Referring expression data
========
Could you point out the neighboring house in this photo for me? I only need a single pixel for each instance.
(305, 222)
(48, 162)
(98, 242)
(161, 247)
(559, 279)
========
Problem to solve
Write the records above out again, exactly as they are.

Exercise solution
Could you point out the neighboring house in this photo for me? I only need a single pixel for each instance.
(305, 222)
(48, 162)
(98, 242)
(161, 247)
(559, 279)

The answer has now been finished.